[Location identification entries]
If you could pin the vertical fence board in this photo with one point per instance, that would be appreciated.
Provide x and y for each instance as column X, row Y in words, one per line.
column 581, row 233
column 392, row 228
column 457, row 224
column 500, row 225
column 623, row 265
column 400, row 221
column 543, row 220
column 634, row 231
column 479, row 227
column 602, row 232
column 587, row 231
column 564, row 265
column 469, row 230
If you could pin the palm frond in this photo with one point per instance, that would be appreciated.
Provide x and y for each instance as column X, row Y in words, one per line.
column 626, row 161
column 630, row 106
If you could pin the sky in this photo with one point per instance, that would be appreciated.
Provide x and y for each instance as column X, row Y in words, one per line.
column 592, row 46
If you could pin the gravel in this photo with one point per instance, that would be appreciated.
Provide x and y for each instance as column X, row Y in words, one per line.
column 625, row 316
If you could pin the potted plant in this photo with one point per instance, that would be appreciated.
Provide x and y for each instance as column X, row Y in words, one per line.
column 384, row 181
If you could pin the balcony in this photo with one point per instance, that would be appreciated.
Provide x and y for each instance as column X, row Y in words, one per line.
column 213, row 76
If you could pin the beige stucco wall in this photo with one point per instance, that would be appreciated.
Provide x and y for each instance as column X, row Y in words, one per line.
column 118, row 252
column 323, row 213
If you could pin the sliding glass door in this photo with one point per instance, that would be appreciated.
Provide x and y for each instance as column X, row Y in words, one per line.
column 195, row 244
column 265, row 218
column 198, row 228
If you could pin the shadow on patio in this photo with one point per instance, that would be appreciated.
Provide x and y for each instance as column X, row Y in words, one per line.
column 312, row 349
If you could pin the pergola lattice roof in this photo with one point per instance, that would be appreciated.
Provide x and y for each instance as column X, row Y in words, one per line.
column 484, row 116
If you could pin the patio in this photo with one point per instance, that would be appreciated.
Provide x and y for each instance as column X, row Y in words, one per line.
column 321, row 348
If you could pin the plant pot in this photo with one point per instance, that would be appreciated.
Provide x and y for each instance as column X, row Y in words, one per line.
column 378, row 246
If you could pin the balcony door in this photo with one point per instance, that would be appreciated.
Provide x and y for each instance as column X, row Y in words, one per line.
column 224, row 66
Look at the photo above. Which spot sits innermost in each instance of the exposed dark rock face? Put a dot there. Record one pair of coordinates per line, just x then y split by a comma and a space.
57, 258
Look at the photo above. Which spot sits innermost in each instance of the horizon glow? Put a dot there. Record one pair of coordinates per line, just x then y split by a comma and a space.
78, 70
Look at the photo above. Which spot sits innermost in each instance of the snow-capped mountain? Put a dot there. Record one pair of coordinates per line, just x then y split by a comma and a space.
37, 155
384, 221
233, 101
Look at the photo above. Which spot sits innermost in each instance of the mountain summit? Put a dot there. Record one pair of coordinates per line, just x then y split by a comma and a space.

Do this: Copy all of the records above word for word, keeping every line unchanged and in its original order.

Finished task:
If you could pin the vertical fence board in this photo with one point per instance, that would be appreciated.
Provide x and y for each instance as column X, row Y in words, one per line.
column 581, row 233
column 392, row 228
column 457, row 224
column 500, row 225
column 623, row 265
column 400, row 221
column 543, row 220
column 634, row 231
column 479, row 227
column 602, row 232
column 587, row 231
column 564, row 265
column 469, row 230
If you could pin the palm frond in this photo with one point per instance, that would be appreciated.
Provide x and y for each instance as column X, row Y in words, one per line.
column 626, row 161
column 630, row 106
If you could pin the sky in this photo with one point per instance, that would be appreciated.
Provide x and y for each instance as column X, row Y in words, one per line.
column 592, row 46
If you could pin the gravel in this photo with one point per instance, that would be appreciated.
Provide x and y for each instance as column X, row Y in words, one per line.
column 625, row 316
If you could pin the potted plant in this photo with one point per instance, that would be appreciated.
Provide x and y for each instance as column X, row Y in words, one per line.
column 384, row 181
If you could pin the balcony in this photo with one point per instance, that would be appreciated.
Provide x and y for each instance as column X, row Y in words, one per line.
column 213, row 76
If you could pin the beige stucco wall in this photo with one point per instance, that would be appreciated.
Provide x and y for each instance as column X, row Y in words, one per line.
column 118, row 252
column 323, row 213
If you could pin the sliding glass door in this photo with one point per instance, that would be appreciated.
Provide x and y for each instance as column X, row Y in words, one per line.
column 195, row 244
column 265, row 218
column 198, row 228
If you could pin the shadow on patio in this photo with one point per instance, that would be appreciated.
Provide x and y for each instance as column X, row Y in words, one per line.
column 312, row 349
If you could pin the pergola lattice roof in this photo with one point per instance, that would be appreciated.
Provide x and y for each instance as column X, row Y in words, one per line.
column 484, row 116
If you could pin the patio in this photo with one point per instance, that would be appreciated.
Provide x and y for each instance as column X, row Y in words, one per line.
column 321, row 348
If you could pin the plant pot in this photo with one point per instance, that would be appreciated.
Provide x and y for each instance as column X, row Y in words, one per line.
column 378, row 246
If you could pin the balcony door in this photo with one point per instance, that would be appreciated.
Provide x and y for each instance as column X, row Y in words, one per line.
column 224, row 66
Look at the photo above. Which spot sits innermost in each instance of the exposed dark rock face? Put a dot there. Record one pair of coordinates per line, just x then y split by a comma and a space.
57, 258
Look at the photo above. Which spot sits innermost in each instance of the horizon glow? Put a dot there. Record one pair of coordinates per line, just x then y split by a comma and a space.
78, 70
Look at the photo above. Which spot sits innermost in each instance of the snow-capped mountain? Put a dot there. Record one pair of coordinates per line, just x then y split by a comma and a space.
37, 155
384, 221
233, 101
Look at the photo above. Which spot sits innermost in each instance of the mountain summit? Put a dot there. Record one pair of coordinates per line, just x then y split by a comma and a space.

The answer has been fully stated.